[Start of Exercise materials]

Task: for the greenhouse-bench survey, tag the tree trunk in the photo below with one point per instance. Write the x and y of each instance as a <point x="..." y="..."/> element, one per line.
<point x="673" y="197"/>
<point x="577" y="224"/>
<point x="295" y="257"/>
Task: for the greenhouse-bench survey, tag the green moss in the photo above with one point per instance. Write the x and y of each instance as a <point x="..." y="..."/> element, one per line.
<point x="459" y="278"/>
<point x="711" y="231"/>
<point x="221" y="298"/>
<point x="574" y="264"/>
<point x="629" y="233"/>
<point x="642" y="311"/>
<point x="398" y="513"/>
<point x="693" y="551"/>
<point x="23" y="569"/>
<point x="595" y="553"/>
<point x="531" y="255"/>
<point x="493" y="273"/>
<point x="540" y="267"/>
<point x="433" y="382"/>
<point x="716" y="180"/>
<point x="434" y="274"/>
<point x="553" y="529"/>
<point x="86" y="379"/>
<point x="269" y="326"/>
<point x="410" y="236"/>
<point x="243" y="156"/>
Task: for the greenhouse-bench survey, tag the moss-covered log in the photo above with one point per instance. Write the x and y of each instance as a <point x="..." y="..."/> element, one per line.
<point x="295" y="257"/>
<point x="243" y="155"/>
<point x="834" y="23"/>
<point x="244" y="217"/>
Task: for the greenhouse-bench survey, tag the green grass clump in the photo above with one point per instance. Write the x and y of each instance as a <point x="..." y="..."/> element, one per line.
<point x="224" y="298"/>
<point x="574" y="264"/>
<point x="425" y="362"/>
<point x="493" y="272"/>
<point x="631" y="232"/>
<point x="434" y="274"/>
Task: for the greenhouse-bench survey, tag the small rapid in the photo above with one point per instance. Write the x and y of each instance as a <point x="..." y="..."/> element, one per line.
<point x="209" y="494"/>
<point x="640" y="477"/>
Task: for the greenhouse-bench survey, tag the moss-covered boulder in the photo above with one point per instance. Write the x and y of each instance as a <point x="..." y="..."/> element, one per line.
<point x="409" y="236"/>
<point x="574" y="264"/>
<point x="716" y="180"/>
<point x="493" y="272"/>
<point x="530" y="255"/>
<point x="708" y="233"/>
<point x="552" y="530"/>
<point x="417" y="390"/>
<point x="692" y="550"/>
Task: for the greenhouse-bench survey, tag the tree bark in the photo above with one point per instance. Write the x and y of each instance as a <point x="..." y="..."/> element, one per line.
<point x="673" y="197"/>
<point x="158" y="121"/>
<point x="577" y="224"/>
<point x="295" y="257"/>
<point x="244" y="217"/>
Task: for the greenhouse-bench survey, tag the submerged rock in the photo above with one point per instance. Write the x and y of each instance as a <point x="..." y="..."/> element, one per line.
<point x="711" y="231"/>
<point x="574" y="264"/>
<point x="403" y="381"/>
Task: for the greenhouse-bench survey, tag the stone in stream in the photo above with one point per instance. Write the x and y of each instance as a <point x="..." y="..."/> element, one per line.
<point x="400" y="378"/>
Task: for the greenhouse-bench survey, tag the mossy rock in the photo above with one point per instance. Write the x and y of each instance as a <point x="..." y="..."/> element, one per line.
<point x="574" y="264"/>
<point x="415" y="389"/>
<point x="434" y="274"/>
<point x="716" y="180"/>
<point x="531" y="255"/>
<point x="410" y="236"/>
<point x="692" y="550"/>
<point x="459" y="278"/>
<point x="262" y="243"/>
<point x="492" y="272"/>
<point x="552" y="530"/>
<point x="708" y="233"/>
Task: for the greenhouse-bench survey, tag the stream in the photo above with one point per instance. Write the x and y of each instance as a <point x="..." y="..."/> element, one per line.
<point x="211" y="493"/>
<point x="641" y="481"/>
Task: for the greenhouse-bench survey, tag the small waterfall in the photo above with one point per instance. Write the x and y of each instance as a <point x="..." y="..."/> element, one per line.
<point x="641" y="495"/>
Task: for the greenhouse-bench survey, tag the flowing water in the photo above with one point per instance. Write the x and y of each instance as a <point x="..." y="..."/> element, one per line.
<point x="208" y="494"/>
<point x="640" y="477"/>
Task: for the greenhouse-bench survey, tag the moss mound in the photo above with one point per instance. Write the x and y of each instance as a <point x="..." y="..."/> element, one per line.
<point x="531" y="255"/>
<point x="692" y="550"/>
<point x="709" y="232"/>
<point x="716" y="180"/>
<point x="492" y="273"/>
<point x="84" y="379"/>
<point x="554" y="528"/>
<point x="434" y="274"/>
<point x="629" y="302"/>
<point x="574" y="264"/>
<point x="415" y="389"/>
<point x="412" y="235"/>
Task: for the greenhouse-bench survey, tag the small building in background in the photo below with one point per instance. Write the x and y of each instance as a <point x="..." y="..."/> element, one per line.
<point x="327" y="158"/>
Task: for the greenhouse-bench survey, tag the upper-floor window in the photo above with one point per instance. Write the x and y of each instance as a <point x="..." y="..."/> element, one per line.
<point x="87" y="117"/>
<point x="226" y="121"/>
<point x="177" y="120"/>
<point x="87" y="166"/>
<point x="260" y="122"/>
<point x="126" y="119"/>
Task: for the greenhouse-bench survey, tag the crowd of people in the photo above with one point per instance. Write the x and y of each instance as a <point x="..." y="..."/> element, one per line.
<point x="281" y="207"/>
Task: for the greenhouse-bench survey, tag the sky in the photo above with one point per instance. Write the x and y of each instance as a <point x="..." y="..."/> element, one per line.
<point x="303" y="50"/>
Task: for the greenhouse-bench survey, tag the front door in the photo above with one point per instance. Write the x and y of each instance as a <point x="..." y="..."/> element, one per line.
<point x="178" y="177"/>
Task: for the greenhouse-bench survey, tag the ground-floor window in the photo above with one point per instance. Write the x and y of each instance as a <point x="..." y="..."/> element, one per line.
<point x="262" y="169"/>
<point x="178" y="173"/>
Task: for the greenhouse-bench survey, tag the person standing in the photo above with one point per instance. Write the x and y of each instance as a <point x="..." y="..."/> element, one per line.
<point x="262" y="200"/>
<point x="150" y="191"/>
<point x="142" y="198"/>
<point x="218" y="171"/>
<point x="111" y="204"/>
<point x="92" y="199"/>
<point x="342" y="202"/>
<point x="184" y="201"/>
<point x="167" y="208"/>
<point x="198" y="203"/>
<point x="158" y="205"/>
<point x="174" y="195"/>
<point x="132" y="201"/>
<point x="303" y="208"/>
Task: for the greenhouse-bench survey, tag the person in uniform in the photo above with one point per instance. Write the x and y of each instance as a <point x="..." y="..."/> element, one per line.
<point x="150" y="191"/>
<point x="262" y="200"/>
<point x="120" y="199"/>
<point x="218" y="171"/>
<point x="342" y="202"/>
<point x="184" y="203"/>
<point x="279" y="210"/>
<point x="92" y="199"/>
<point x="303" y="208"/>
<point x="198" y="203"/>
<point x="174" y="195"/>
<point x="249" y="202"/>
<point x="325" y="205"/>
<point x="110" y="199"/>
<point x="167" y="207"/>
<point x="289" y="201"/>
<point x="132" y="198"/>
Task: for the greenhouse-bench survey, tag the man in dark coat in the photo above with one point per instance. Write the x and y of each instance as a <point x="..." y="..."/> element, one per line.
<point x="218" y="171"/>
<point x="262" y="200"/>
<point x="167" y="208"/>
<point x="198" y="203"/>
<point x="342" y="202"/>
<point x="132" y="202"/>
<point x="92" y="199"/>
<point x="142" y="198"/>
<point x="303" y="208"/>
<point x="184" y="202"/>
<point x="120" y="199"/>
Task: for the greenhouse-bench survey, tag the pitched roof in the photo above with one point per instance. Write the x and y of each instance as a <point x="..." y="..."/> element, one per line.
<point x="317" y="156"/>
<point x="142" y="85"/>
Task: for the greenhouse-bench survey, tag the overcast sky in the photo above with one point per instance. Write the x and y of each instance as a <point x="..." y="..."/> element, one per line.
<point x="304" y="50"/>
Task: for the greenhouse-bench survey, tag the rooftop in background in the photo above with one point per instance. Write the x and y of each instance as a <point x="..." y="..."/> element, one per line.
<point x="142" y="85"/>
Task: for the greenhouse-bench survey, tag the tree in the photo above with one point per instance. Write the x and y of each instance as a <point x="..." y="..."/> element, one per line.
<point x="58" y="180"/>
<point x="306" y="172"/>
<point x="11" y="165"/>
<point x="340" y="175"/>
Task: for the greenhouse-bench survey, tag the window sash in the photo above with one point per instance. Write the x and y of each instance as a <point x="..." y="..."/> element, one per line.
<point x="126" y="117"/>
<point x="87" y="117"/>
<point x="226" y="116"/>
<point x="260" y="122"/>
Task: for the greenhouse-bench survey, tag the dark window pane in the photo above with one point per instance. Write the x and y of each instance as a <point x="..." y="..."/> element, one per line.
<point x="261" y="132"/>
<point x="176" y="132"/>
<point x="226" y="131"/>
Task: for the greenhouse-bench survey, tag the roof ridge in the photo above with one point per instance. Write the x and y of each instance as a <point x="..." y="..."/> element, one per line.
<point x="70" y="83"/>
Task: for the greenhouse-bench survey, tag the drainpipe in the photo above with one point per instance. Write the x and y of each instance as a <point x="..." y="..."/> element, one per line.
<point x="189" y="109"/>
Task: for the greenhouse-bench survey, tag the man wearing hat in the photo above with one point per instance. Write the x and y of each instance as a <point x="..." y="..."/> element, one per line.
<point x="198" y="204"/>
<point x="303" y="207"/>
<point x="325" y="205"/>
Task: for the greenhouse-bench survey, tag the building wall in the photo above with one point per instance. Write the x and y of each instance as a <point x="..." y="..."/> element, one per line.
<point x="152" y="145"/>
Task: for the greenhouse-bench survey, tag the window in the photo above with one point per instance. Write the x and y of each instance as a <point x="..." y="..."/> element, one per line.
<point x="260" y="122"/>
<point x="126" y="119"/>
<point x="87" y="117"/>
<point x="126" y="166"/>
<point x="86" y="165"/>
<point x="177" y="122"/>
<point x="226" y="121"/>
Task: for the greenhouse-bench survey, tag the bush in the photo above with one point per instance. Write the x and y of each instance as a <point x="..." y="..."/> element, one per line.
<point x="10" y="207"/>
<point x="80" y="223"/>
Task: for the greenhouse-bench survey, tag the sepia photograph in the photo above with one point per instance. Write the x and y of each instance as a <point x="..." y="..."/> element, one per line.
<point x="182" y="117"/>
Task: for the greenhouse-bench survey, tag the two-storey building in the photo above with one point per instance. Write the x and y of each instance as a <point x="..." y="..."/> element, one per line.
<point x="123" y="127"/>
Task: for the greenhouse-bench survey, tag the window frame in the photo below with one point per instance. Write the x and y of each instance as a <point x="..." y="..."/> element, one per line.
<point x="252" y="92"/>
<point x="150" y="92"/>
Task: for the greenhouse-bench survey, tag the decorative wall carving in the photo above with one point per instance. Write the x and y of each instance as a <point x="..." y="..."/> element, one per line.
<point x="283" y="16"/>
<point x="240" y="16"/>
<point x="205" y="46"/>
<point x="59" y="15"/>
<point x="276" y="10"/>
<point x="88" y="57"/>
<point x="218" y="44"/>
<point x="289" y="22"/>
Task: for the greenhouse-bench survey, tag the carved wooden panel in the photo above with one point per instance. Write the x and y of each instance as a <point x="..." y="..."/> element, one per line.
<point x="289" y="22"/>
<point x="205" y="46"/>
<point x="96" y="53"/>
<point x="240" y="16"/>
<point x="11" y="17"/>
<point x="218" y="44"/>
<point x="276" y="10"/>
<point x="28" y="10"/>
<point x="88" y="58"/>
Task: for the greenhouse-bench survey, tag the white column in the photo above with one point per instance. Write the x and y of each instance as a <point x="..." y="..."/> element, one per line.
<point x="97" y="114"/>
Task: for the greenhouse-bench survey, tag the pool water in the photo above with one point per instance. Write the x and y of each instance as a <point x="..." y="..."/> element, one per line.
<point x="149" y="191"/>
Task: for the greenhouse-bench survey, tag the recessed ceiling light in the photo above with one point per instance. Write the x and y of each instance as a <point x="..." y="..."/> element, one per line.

[End of Exercise materials]

## Given exercise
Extract, verbatim, the lines from the one containing "Task: for the greenhouse-bench survey, tag the carved" through the last line of the listing above.

## Written solution
Task: for the greenhouse-bench survey, tag the carved wooden panel in the photo above with one point per instance. Write the x and y of each instance as a <point x="..." y="..."/> element, one per line.
<point x="289" y="22"/>
<point x="205" y="46"/>
<point x="96" y="53"/>
<point x="240" y="16"/>
<point x="11" y="17"/>
<point x="218" y="44"/>
<point x="276" y="10"/>
<point x="28" y="10"/>
<point x="88" y="58"/>
Task: for the greenhouse-bench survey, tag the white column in the photo above with one point per instance. Write the x and y of each instance as a <point x="..." y="..."/> element, one per line.
<point x="97" y="114"/>
Task: for the greenhouse-bench survey, tag the pool water in the photo above with one point per instance. Write the x and y of each instance as a <point x="..." y="..."/> element, one per line.
<point x="149" y="191"/>
Task: for the greenhouse-bench survey, tag the recessed ceiling light in the photo above with one point per instance. Write the x and y of each instance as a <point x="..." y="..."/> element, one per line.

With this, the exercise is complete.